**** Records to use
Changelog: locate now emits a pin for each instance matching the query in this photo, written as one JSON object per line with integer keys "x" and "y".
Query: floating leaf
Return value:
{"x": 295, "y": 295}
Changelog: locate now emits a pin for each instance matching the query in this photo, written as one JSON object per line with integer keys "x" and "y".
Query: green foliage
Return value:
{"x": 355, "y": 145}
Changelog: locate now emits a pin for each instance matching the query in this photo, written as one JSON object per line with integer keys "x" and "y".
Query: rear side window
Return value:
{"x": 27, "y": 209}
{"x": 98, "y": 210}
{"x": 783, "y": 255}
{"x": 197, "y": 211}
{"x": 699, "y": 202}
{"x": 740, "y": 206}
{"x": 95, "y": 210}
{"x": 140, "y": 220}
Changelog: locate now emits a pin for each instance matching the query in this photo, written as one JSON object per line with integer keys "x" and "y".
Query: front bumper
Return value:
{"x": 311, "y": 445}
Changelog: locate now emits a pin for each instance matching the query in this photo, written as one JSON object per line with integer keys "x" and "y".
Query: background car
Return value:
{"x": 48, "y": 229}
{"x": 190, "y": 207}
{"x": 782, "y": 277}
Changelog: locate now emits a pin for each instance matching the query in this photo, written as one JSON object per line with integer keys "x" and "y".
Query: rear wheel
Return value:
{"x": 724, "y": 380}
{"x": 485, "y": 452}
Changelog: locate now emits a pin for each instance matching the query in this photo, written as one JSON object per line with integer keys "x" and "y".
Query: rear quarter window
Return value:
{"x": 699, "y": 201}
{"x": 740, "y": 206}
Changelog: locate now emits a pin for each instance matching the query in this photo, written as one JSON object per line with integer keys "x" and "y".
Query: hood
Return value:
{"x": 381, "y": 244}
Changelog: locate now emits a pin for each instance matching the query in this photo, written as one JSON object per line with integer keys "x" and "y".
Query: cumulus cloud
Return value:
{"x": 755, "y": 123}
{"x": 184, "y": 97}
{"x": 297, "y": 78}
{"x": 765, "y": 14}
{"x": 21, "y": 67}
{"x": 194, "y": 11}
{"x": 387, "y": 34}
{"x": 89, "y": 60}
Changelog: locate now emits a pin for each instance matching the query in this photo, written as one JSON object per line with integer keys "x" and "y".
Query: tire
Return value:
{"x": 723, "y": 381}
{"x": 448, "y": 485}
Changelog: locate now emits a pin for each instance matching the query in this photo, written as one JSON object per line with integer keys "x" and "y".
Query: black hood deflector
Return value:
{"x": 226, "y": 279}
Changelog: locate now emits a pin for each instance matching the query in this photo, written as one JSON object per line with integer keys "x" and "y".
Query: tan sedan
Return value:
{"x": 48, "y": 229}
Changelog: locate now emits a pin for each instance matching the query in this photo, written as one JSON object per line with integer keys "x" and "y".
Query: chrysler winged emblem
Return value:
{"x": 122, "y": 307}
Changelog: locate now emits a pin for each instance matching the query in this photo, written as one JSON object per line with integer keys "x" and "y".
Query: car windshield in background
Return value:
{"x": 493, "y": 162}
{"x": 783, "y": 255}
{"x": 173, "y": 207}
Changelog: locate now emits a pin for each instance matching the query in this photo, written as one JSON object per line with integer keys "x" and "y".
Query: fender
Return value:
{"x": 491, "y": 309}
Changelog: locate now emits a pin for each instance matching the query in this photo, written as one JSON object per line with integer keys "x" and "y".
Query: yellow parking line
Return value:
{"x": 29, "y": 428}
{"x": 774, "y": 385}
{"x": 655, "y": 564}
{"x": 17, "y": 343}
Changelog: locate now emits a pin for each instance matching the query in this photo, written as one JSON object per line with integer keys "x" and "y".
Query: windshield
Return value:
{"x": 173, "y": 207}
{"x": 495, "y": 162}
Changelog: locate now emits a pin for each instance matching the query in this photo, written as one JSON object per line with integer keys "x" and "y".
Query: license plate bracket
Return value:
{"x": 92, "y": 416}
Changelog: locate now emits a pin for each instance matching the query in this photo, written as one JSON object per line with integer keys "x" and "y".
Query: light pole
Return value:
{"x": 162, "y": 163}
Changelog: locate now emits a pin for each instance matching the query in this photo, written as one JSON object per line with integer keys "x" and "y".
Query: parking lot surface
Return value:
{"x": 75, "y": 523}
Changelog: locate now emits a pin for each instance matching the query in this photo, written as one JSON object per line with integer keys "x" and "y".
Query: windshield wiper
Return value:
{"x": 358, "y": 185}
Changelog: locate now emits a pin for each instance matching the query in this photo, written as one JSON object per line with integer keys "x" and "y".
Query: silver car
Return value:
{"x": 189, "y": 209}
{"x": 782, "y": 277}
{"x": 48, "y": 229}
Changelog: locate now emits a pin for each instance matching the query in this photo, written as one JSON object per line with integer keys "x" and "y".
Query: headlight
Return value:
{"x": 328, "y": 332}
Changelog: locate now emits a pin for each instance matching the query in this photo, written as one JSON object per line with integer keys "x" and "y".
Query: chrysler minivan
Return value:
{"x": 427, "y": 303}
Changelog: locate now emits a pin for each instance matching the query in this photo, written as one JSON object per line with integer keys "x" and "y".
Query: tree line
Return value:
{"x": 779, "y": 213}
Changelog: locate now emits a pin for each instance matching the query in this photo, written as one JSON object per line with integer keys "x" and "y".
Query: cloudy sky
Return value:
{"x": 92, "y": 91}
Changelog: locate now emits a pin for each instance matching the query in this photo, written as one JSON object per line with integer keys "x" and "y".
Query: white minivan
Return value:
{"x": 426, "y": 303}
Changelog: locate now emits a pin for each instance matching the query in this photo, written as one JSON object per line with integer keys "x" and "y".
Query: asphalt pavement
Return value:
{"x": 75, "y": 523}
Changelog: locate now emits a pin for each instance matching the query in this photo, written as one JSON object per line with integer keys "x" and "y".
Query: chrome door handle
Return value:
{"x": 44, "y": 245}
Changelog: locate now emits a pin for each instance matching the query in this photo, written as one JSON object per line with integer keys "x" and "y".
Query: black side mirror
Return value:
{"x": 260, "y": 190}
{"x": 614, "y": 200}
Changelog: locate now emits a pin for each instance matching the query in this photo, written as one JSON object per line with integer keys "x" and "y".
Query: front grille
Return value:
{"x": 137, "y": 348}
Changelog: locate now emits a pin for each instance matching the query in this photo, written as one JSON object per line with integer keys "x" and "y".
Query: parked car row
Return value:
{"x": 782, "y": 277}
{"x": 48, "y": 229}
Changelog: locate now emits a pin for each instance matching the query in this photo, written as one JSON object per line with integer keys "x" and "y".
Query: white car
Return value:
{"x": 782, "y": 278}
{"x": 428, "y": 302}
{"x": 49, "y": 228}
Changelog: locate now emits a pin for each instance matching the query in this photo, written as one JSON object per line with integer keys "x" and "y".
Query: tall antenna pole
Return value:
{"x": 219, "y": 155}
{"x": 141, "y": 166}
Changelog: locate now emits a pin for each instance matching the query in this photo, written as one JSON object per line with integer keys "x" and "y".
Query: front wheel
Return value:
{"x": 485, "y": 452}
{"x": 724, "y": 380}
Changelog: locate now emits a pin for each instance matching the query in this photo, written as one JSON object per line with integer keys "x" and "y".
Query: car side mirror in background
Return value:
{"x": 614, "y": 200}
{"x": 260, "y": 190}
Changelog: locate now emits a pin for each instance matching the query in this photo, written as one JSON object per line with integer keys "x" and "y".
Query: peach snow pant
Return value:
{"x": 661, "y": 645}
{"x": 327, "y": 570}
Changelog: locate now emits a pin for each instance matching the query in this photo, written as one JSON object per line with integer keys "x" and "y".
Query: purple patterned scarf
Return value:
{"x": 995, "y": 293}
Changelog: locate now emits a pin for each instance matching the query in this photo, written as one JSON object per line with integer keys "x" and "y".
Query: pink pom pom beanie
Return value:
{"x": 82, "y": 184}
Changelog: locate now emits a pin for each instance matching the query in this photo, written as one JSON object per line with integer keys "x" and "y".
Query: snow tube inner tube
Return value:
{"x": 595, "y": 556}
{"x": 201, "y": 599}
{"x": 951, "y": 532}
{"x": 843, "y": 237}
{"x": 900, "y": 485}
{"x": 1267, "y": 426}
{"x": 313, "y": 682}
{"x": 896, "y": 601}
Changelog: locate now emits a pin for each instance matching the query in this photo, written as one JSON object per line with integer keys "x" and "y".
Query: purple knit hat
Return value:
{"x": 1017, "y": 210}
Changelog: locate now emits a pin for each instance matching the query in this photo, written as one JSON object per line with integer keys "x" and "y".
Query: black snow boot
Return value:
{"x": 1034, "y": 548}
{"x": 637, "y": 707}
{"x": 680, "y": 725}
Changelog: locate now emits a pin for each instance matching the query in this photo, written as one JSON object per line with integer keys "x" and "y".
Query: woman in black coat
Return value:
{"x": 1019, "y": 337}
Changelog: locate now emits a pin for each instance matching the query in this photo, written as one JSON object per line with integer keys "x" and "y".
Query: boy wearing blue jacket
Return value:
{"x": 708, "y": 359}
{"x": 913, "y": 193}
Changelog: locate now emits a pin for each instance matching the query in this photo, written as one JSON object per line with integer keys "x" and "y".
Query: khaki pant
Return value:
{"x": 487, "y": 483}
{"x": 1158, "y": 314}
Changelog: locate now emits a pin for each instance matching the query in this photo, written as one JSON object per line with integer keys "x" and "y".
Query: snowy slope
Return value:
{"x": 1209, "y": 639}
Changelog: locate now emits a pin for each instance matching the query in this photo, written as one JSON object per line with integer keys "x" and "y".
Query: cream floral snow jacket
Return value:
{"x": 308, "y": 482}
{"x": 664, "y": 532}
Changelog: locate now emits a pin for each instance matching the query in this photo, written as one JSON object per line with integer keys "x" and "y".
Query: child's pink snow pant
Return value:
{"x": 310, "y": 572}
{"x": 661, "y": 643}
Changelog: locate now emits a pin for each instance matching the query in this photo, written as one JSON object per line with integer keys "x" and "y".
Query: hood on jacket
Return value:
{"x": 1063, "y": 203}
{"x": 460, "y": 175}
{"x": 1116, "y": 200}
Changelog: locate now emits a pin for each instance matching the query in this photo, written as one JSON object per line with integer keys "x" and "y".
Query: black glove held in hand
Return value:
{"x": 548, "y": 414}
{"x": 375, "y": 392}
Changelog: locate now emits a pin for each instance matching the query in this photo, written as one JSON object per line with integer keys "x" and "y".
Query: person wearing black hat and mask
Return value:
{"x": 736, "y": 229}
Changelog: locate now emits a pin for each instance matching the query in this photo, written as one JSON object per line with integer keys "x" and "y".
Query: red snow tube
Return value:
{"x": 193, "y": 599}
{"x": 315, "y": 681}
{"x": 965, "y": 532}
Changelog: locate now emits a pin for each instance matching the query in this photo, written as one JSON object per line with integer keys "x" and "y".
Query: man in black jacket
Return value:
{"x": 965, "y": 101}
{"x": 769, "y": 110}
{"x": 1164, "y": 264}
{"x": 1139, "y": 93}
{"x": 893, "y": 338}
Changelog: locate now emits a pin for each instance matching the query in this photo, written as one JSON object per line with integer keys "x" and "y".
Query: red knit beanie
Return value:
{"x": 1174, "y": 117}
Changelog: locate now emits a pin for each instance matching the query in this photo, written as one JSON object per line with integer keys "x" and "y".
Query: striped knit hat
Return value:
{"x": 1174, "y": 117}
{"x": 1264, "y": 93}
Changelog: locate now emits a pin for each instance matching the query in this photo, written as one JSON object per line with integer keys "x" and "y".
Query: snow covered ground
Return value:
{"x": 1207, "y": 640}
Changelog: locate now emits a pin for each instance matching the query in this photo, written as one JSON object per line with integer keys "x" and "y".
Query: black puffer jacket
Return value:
********
→ **What is required**:
Pull out each line above that contains the string "hood" and copy those lines without changes.

→ **Answer for the task**:
Query: hood
Query: black hood deflector
Query: hood on jacket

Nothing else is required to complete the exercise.